● EXERCISE GOAL
Return every line of the rows below that contains the word "white".

● DATASET
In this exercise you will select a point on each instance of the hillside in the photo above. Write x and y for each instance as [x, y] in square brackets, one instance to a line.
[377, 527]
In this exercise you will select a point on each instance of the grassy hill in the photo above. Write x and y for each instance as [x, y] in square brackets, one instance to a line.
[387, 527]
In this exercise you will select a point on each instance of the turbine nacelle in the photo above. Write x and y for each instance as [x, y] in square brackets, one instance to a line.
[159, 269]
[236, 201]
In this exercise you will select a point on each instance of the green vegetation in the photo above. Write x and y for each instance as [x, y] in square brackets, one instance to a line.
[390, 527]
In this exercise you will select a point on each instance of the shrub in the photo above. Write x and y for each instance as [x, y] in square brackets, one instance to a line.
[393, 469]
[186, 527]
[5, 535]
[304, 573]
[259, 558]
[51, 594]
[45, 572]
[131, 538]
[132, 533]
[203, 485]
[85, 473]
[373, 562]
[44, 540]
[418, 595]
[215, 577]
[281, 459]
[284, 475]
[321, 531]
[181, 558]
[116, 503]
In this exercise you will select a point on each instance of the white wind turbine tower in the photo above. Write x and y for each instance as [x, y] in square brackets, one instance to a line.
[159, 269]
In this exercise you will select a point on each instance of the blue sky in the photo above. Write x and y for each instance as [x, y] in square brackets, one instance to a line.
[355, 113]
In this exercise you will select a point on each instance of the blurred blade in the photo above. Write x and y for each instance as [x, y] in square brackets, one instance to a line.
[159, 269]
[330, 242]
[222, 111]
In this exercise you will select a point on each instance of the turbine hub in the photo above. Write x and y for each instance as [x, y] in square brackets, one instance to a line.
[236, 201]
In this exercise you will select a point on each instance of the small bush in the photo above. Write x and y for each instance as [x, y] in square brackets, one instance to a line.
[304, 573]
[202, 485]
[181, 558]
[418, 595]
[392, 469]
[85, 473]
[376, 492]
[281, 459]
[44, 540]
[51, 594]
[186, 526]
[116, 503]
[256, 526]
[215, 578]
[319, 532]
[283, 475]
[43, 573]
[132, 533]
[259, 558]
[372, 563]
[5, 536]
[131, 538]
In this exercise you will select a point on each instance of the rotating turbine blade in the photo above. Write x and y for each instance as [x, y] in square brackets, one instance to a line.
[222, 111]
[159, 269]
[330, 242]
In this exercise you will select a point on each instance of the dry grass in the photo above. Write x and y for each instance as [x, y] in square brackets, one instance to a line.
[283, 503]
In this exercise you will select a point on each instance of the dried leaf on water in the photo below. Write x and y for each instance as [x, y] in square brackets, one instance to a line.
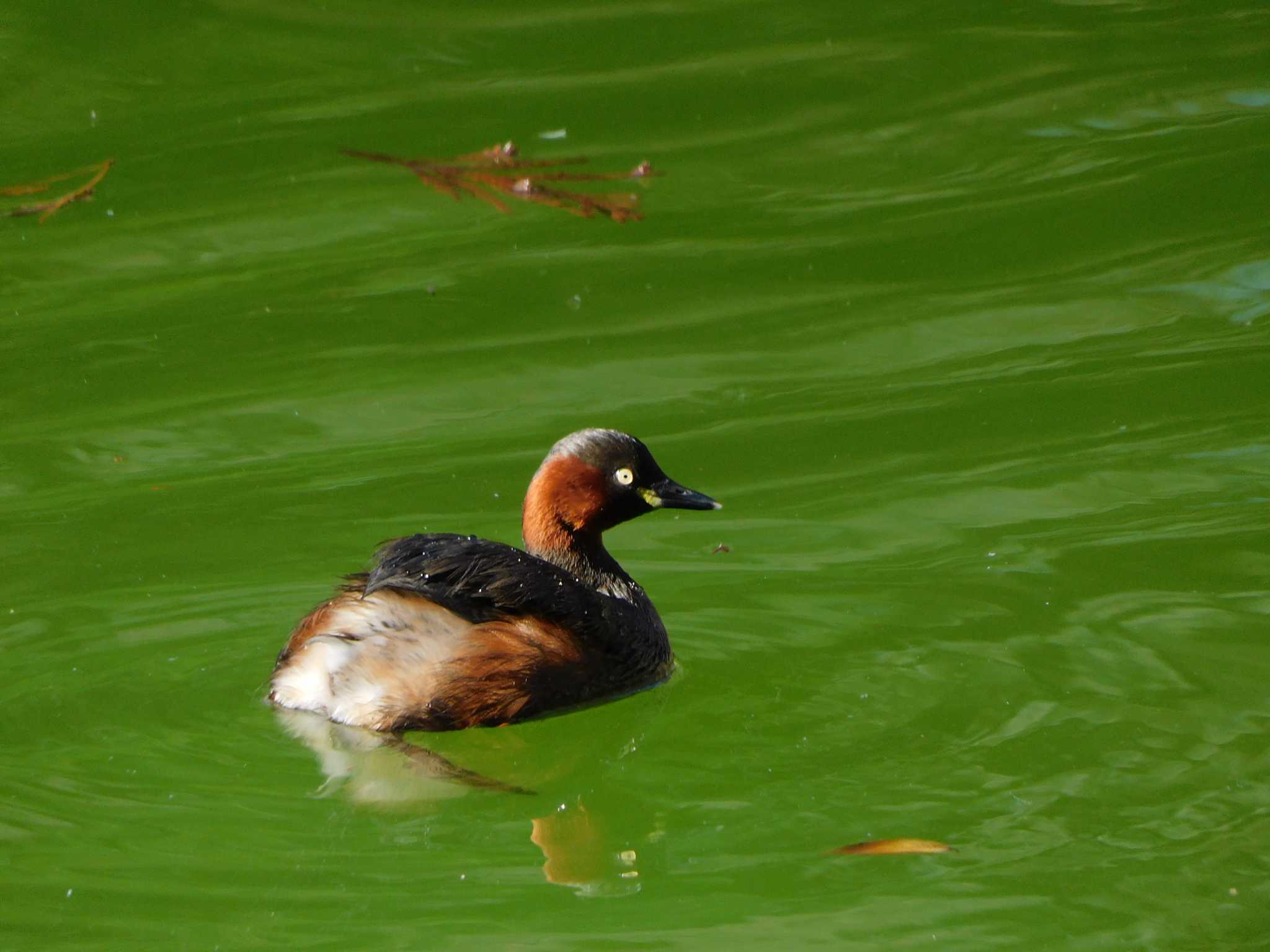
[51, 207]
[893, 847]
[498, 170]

--

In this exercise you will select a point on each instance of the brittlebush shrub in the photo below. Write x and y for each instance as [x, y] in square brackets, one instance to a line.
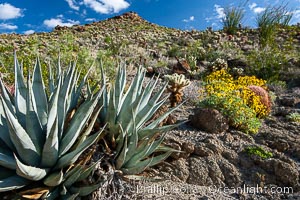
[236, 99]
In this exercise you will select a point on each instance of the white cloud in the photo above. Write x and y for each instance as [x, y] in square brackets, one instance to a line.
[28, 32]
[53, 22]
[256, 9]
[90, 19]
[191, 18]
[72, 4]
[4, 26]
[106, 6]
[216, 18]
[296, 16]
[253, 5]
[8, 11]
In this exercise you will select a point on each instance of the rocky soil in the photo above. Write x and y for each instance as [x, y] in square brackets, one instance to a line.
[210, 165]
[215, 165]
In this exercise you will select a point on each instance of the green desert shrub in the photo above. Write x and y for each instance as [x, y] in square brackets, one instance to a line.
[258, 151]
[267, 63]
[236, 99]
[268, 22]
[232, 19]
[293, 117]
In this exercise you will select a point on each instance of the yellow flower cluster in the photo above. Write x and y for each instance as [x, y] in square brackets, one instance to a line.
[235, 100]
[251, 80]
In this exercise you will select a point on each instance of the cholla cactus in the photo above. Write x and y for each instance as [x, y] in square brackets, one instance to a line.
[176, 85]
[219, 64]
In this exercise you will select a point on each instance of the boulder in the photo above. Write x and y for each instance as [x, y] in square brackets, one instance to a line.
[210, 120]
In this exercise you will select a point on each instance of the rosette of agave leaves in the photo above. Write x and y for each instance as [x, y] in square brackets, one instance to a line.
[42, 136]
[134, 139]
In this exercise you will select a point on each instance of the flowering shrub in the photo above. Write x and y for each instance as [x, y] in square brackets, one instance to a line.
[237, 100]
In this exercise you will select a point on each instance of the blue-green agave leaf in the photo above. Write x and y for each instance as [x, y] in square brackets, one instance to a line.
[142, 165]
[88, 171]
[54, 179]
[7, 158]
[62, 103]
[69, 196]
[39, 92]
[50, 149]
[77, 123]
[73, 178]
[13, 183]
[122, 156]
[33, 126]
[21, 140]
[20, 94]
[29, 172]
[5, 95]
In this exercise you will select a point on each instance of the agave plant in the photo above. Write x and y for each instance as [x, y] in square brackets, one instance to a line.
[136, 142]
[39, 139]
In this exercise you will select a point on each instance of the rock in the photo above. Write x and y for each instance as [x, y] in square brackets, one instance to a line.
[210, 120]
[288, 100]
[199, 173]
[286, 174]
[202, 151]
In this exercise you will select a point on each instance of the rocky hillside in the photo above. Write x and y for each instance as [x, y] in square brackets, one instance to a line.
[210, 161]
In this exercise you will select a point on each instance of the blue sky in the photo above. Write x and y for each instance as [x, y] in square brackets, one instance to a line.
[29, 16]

--

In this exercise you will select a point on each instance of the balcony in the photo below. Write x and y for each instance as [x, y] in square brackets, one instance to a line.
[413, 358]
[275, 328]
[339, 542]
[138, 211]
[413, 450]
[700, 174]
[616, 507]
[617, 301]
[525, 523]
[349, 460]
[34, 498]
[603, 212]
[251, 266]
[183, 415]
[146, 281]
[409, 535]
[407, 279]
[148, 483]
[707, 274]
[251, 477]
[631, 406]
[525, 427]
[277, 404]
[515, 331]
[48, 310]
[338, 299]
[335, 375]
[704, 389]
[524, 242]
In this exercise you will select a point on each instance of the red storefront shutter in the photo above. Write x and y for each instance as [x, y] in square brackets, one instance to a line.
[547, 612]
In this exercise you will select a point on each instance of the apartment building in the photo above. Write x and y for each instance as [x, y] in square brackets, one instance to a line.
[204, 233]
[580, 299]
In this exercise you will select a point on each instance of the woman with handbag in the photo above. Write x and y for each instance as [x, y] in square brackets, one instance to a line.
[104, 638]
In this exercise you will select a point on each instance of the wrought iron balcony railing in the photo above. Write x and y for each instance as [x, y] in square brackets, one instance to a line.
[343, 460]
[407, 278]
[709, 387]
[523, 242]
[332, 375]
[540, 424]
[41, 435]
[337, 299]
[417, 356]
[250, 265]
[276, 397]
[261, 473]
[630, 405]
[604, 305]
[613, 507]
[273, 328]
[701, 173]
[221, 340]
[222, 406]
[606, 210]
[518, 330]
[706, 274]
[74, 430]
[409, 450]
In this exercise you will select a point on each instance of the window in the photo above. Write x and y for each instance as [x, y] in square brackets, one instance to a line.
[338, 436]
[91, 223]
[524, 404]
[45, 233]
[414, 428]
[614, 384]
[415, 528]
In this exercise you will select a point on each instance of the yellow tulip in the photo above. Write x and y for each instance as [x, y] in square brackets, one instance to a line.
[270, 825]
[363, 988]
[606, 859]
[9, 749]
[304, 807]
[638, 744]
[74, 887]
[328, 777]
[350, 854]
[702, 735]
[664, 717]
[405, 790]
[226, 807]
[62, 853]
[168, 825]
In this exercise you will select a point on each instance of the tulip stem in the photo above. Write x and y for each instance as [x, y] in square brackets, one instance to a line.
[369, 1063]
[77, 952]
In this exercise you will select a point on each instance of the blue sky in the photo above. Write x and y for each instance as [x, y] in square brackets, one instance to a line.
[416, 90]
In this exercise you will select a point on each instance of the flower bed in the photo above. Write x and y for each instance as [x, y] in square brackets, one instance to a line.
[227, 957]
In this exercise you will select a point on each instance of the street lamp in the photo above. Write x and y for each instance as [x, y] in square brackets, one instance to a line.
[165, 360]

● OUTPUT OF THE EXERCISE
In this exercise you will select a point on each instance of the white wind turbine tower in the photo above. Write x and y for each instance as [x, y] in square brackets, one instance to a line.
In this exercise you will select a point on each instance of the white cloud in the photo above. Write x and y for each instance as [x, y] in square brackets, one instance to a line.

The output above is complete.